Reproduce the rows below word for word, from the start of the rows through the line that contains "[0,175,366,271]", and leave out the pictures.

-.-.-

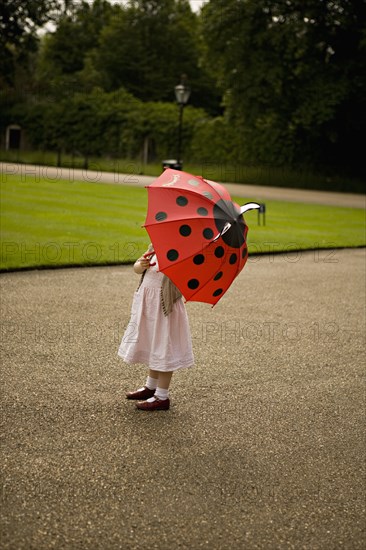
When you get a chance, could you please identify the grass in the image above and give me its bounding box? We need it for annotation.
[0,150,365,193]
[0,175,366,271]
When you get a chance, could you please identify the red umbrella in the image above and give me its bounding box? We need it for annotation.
[145,169,259,305]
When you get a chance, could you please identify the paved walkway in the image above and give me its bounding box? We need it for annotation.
[0,249,366,550]
[0,162,366,208]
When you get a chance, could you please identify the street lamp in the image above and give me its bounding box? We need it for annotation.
[174,75,191,170]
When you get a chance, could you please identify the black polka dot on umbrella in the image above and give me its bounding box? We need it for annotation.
[212,288,223,297]
[229,254,238,265]
[197,206,208,216]
[166,248,179,262]
[179,225,192,237]
[202,227,214,240]
[175,195,188,206]
[188,279,200,290]
[193,254,205,265]
[155,212,168,222]
[215,246,225,258]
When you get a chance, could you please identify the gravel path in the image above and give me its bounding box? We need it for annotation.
[0,249,366,550]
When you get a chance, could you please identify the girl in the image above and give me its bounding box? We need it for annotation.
[118,244,194,411]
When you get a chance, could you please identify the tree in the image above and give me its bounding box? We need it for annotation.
[0,0,58,87]
[97,0,218,110]
[202,0,366,172]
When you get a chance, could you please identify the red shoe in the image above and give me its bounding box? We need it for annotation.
[136,397,170,411]
[126,386,155,399]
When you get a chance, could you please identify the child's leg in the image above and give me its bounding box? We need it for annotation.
[145,369,159,390]
[155,371,173,390]
[155,371,173,400]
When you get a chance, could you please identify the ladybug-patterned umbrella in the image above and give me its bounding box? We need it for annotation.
[145,169,259,305]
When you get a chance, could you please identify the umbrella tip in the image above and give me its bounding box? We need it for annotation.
[240,202,261,214]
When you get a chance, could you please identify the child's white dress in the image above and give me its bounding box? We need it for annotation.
[118,256,194,371]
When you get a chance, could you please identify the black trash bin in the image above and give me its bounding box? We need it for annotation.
[162,159,182,170]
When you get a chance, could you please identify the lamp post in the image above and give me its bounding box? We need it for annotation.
[174,75,191,170]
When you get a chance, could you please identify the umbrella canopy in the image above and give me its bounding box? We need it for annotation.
[144,169,259,305]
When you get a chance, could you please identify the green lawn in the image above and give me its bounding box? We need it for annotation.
[0,176,366,271]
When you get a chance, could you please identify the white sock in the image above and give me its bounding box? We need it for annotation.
[155,388,169,401]
[145,376,158,390]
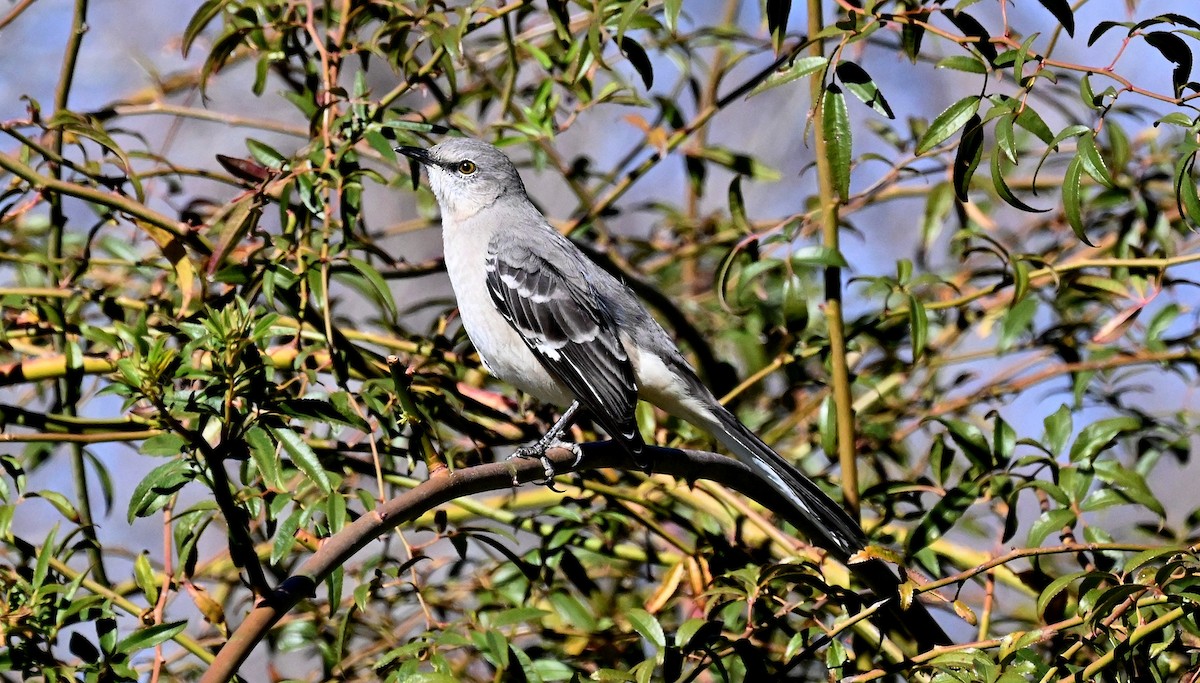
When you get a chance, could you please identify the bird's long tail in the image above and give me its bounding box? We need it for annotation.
[713,405,952,649]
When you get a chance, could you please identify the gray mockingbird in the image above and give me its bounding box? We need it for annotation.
[396,138,948,643]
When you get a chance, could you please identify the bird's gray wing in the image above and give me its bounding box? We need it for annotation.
[486,242,643,455]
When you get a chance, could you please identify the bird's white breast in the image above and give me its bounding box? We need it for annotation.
[442,221,574,406]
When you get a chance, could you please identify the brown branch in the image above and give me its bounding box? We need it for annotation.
[200,442,873,683]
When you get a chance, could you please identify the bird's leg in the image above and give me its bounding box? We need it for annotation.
[509,401,583,484]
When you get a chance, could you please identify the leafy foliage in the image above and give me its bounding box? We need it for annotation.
[0,0,1200,682]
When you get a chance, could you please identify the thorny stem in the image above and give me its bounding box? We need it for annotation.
[46,0,108,583]
[809,0,859,517]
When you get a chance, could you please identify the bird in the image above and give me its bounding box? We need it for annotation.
[395,137,949,645]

-.-.-

◆ **RESPONSE TO THIS TASK**
When you get a chance, could you please identify the grass in the image above and give me its bounding box? We need it for annotation.
[0,150,365,193]
[0,175,366,271]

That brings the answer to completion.